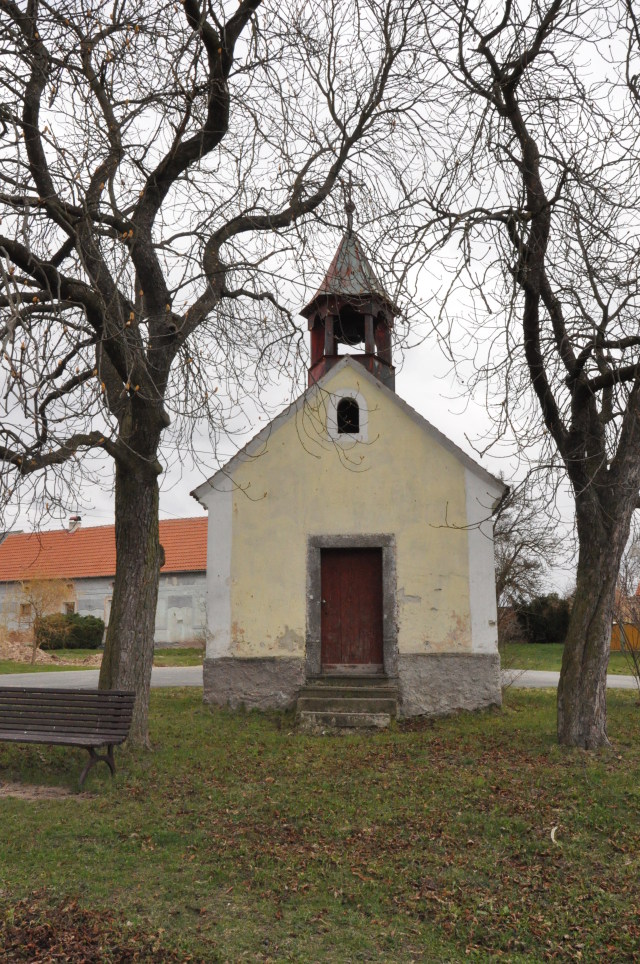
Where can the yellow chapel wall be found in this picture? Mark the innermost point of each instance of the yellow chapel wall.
(400, 482)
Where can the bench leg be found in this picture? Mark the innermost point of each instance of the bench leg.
(95, 758)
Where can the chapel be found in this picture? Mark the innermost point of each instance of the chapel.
(350, 566)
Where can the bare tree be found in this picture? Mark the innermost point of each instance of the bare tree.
(540, 178)
(160, 164)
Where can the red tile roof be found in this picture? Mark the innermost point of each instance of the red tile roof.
(91, 552)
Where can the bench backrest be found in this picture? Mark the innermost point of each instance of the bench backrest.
(104, 715)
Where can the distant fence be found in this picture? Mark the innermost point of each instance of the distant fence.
(624, 637)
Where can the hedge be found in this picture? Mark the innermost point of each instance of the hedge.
(69, 631)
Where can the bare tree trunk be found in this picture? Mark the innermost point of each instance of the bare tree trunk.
(128, 655)
(582, 709)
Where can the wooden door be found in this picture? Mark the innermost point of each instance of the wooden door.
(351, 621)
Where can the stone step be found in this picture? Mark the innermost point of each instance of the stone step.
(316, 720)
(328, 703)
(350, 692)
(350, 679)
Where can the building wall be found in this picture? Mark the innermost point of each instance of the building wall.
(180, 616)
(397, 481)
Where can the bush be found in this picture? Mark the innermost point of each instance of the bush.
(69, 631)
(545, 619)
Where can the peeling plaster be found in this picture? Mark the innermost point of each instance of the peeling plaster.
(407, 597)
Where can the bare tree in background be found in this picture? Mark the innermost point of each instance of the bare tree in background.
(160, 163)
(540, 178)
(627, 605)
(527, 542)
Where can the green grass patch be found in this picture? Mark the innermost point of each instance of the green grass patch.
(549, 656)
(189, 656)
(162, 657)
(240, 838)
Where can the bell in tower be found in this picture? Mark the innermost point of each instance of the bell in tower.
(351, 308)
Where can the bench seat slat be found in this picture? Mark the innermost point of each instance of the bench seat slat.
(42, 726)
(85, 712)
(54, 739)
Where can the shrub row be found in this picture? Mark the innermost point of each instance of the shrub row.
(69, 631)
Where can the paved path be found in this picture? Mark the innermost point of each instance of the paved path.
(87, 679)
(541, 679)
(192, 676)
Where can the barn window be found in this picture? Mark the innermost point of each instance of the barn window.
(348, 414)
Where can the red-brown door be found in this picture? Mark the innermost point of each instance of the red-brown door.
(351, 623)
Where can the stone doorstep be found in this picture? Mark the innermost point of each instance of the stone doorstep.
(347, 704)
(351, 680)
(315, 721)
(336, 703)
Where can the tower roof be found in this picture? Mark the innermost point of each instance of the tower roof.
(350, 275)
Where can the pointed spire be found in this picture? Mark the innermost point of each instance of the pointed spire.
(350, 274)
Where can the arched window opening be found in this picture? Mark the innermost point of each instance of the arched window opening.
(348, 413)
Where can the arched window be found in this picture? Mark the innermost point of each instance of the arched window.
(348, 417)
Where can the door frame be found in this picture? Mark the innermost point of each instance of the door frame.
(315, 545)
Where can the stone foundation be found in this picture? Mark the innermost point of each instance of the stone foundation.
(257, 684)
(433, 685)
(429, 685)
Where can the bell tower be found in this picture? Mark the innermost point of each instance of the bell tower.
(351, 308)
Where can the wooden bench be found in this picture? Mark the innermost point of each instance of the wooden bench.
(85, 718)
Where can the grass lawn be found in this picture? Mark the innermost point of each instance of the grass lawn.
(161, 657)
(238, 838)
(549, 656)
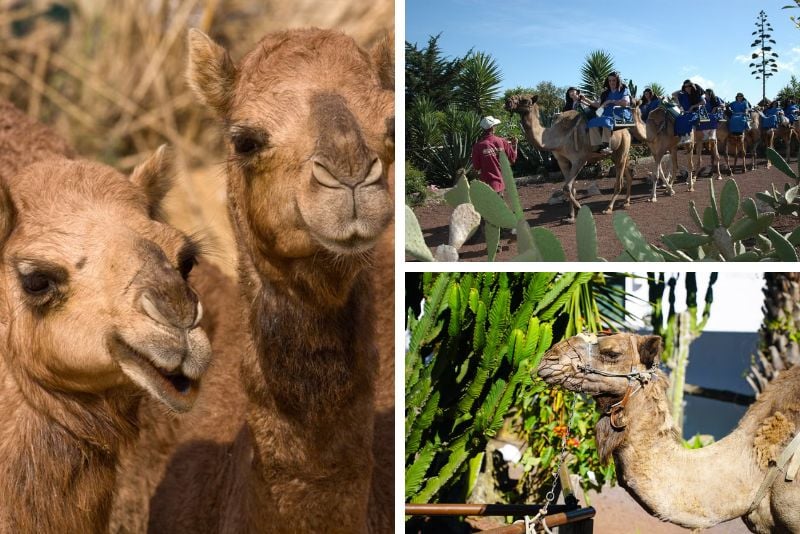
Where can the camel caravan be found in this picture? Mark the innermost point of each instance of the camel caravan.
(691, 119)
(750, 474)
(143, 390)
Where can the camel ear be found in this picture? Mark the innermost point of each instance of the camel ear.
(383, 57)
(650, 349)
(211, 72)
(154, 177)
(8, 214)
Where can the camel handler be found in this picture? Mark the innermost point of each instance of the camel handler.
(485, 152)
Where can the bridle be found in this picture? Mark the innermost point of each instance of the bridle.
(637, 380)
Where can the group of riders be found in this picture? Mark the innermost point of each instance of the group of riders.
(691, 106)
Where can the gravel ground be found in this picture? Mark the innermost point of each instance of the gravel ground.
(653, 219)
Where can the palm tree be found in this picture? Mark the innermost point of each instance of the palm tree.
(780, 329)
(597, 66)
(478, 84)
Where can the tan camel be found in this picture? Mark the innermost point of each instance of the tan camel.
(301, 447)
(695, 488)
(95, 313)
(786, 132)
(568, 140)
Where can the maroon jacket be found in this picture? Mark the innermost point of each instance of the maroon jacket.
(485, 159)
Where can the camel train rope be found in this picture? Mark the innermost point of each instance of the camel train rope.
(97, 319)
(294, 429)
(696, 488)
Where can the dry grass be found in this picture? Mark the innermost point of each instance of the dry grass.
(108, 75)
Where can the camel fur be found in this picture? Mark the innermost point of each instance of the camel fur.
(568, 140)
(306, 442)
(694, 488)
(95, 314)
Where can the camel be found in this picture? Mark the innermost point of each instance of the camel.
(568, 140)
(693, 488)
(306, 443)
(95, 314)
(786, 132)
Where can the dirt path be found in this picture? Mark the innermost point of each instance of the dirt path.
(653, 219)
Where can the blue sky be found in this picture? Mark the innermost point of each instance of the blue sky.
(535, 41)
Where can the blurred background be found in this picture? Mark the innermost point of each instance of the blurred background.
(108, 76)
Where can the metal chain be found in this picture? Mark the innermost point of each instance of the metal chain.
(538, 519)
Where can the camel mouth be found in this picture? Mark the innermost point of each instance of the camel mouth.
(172, 387)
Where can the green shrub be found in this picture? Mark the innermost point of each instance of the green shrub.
(416, 186)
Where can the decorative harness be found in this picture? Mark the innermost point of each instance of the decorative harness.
(637, 379)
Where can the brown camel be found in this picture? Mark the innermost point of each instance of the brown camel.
(693, 488)
(786, 132)
(96, 313)
(568, 140)
(306, 443)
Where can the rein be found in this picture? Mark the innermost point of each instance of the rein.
(637, 380)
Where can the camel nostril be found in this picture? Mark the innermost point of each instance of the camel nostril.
(324, 176)
(153, 312)
(375, 172)
(199, 314)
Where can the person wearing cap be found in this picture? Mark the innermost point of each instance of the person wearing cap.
(791, 110)
(739, 120)
(485, 154)
(649, 102)
(690, 98)
(714, 107)
(615, 94)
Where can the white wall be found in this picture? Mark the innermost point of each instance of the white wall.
(736, 306)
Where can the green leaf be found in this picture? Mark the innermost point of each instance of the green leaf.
(492, 234)
(415, 473)
(511, 185)
(746, 227)
(415, 242)
(548, 244)
(491, 206)
(459, 194)
(632, 239)
(729, 202)
(683, 240)
(783, 247)
(749, 208)
(780, 163)
(586, 235)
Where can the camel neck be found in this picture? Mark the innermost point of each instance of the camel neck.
(534, 132)
(58, 457)
(695, 488)
(310, 387)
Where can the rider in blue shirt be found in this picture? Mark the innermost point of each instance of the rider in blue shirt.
(649, 103)
(791, 110)
(714, 108)
(740, 110)
(690, 98)
(615, 94)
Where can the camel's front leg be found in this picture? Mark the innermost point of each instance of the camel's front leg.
(621, 166)
(715, 158)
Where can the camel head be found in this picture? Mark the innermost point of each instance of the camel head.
(572, 363)
(309, 118)
(93, 289)
(520, 103)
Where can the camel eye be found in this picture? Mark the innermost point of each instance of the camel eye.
(247, 140)
(186, 264)
(245, 145)
(37, 283)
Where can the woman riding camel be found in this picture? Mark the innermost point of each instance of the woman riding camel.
(615, 94)
(649, 102)
(715, 107)
(690, 99)
(739, 120)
-*-
Written exercise ->
Print all of the items above word for word, leaving out the pictures.

Right answer ->
Where can the yellow chapel wall be found in this picture? Mark the innermost point of each instance of the yellow chapel wall.
(400, 482)
Where can the bench leg be found in this picture? Mark the innermost point of each instance of the bench leg.
(95, 758)
Where can the chapel be found in this picture? Mark the innermost point of each instance of the chapel.
(350, 566)
Where can the bare tree be found in this picture? Mark the innermost point of each instance of the bare tree.
(540, 178)
(160, 164)
Where can the red tile roof be found in this picture? Mark the innermost point of each instance of the red tile roof.
(91, 552)
Where can the bench backrest be found in this picture? Mark the innermost point of each instance of the bench backrest.
(104, 715)
Where can the distant fence be found in this picture? Mark the innermost point of each instance of the distant fence.
(624, 637)
Where can the hedge be found in this picture? Mark the innermost point of each instance of the hedge.
(69, 631)
Where can the bare tree trunk be found in this picture? Mark the innermost point of each instance of the bare tree trunk.
(128, 655)
(582, 709)
Where can the wooden door be found in this picture? Mark the innermost point of each instance of the wooden door.
(351, 621)
Where can the stone step be found in this picture? Mark the innermost point of each instance of the stone step.
(316, 720)
(328, 703)
(350, 692)
(350, 679)
Where can the building wall be found in this picture? Mark the innermost point of each instance of the building wall.
(180, 616)
(397, 481)
Where can the bush be found in this picture? Mark the innermost point of each instance of the bush.
(69, 631)
(545, 619)
Where can the peeling plaster be found in this picture? Mark the innermost point of each instance of the peeling plaster.
(407, 597)
Where can the bare tree in background be found in this picture? Mark the innermost point of each instance of the bare tree in background.
(160, 163)
(540, 178)
(627, 605)
(527, 542)
Where can the green grass patch be found in this picture? Mark the innermost point of each instance of the green grass patch.
(549, 656)
(189, 656)
(162, 657)
(240, 838)
Where can the bell in tower be found in this picture? Mark the innermost point of each instance of the bell in tower.
(351, 308)
Where can the bench seat slat be found in this picture? Mark the innermost point of each instance of the bench seat slat.
(42, 726)
(85, 712)
(54, 739)
Where can the shrub row be found in this picture? Mark the innermost point of each instance of the shrub row.
(69, 631)
Where can the paved path be found in this picture? Mark the innermost point of each instance of the paved path.
(87, 679)
(541, 679)
(192, 676)
Where can the barn window be found in this picture? Mark the innermost point of each instance of the barn window.
(348, 414)
Where can the red-brown door be found in this picture? Mark the innermost point of each instance of the red-brown door.
(351, 623)
Where can the stone doorstep be found in this picture? Mark the innermost point of each instance of the stone doorstep.
(347, 704)
(351, 680)
(315, 721)
(336, 703)
Where can the tower roof be found in this picture? Mark the innermost point of each instance of the tower roof.
(350, 275)
Where can the pointed spire be found in this picture? Mark the innermost point of each instance of the pointed spire.
(350, 274)
Where can the arched window opening be found in this picture? Mark the innermost point of each instance of the arched window opening.
(348, 413)
Where can the arched window be found in this picture? Mark the innermost point of each instance of the arched window.
(348, 417)
Where can the door frame be found in this picture? Mark the innermost point of each instance of the door frame.
(315, 545)
Where can the stone foundation be found in this picture? Mark the innermost point of each instance of the stone foundation.
(257, 684)
(433, 685)
(429, 685)
Where can the bell tower be found in this picture? Mark the innermost point of each instance of the bell tower.
(351, 308)
Where can the wooden bench be found in this picture? Mark the innermost point of each instance of the wooden bench.
(85, 718)
Where can the grass lawn be found in this picture? Mark the innermost point of each instance of the grass lawn.
(161, 657)
(238, 838)
(549, 656)
Where can the camel caravan be found in this picture? Mark the innermost point of each instance of the camel caravan.
(691, 119)
(750, 474)
(143, 390)
Where can the camel ear be found in this picture? Mark the innermost point of each instance of the camel ear.
(383, 57)
(650, 349)
(211, 72)
(154, 177)
(8, 214)
Where can the camel handler be found in this picture? Mark the innermost point of each instance of the camel handler.
(485, 152)
Where can the bridle be found in this picture? Mark the innermost point of each instance of the bridle.
(637, 380)
Where can the group of riders be found in this picture? Mark the innermost point of each instance of the group of riders.
(691, 106)
Where can the gravel ground be found in this picture? Mark the innermost point of each instance of the gravel ground.
(653, 219)
Where can the palm tree be found in this picture? Mark the innermost point of each instance of the palm tree.
(780, 329)
(597, 66)
(478, 84)
Where can the tan camel be found in this picture? Mark the innermost point of each instance of the tan camel.
(301, 447)
(695, 488)
(95, 313)
(786, 132)
(568, 140)
Where can the maroon jacket be found in this picture? Mark the innermost point of each instance of the maroon jacket.
(485, 159)
Where can the camel train rope be found in this picture? Mark the innermost point of each instance of the camel train rope.
(97, 319)
(294, 429)
(696, 488)
Where can the dry grass be found in this picture? Mark the innermost point of each instance of the dry grass.
(108, 75)
Where can the camel fur be found in this picture? Mark the innermost point of each instance of the camel fur.
(568, 140)
(306, 442)
(694, 488)
(95, 314)
Where can the camel be found in this picture? Mark the innermost point of each instance of the camel.
(568, 140)
(693, 488)
(306, 443)
(95, 314)
(786, 132)
Where can the dirt path be found in this picture? Mark the innermost point of each instance of the dirt path.
(653, 219)
Where can the blue sky be found in this picture? Mark the innermost point of each instance of the blue sky.
(535, 41)
Where can the blurred background be found in this picture? Mark the innermost point of each instance of the blurred background.
(108, 76)
Where can the metal chain be found in this picture? Mark the innermost point of each instance of the metal chain.
(538, 519)
Where can the camel mouth be found in this picture? Mark the innermost point of each instance of the camel mouth.
(172, 387)
Where can the green shrub be found in this picture? Mark the innermost point of each instance of the green shrub.
(416, 186)
Where can the decorative harness be found in this picture? Mark the innermost point of each instance of the decorative harness.
(637, 379)
Where can the brown camel be found in this picture? Mark the innermost point of each instance of the brown camel.
(693, 488)
(786, 132)
(96, 313)
(568, 140)
(306, 443)
Where can the rein be found in this picture? Mark the innermost point of each instance of the rein.
(637, 380)
Where can the camel nostril be found in this picture? Mark the innermost point of each instance of the camel nostril.
(324, 176)
(153, 312)
(375, 172)
(199, 314)
Where can the person wearing cap be found in this picture? Mark the innermost point of each instance of the person wearing cap.
(791, 110)
(739, 120)
(485, 154)
(649, 102)
(690, 98)
(714, 107)
(615, 94)
Where can the white wall be found in this picture? Mark the innermost point of each instance of the white wall.
(736, 306)
Where can the green leaf be found in this picture? Mark the innermost point of each instance of the green leaf.
(492, 234)
(415, 473)
(511, 185)
(746, 227)
(415, 242)
(548, 244)
(491, 206)
(459, 194)
(632, 239)
(729, 202)
(683, 240)
(783, 247)
(749, 208)
(780, 163)
(586, 235)
Where can the camel neck be found in this picture? Mark the innermost point of each instance of the camel neck.
(534, 132)
(58, 457)
(695, 488)
(310, 387)
Where can the rider in blue shirt be found in this picture? Mark the innermost point of each instance of the rider in blue shirt.
(649, 103)
(791, 110)
(714, 108)
(740, 110)
(690, 98)
(615, 94)
Where can the camel's front leg be found in this picture? Mark the innermost point of each instance of the camel's front leg.
(621, 166)
(715, 158)
Where can the camel head be found in this picture? Mark the innermost point of each instance of the camel head.
(572, 363)
(309, 118)
(93, 289)
(520, 103)
Where can the camel eye be found in this picture? Mark the innermost point of each instance of the camel eye.
(247, 140)
(186, 264)
(245, 145)
(37, 283)
Where can the woman riding camel be found in this picture? Mark the innermost point of each instance of the woman riding camel.
(615, 94)
(649, 102)
(715, 107)
(690, 99)
(739, 120)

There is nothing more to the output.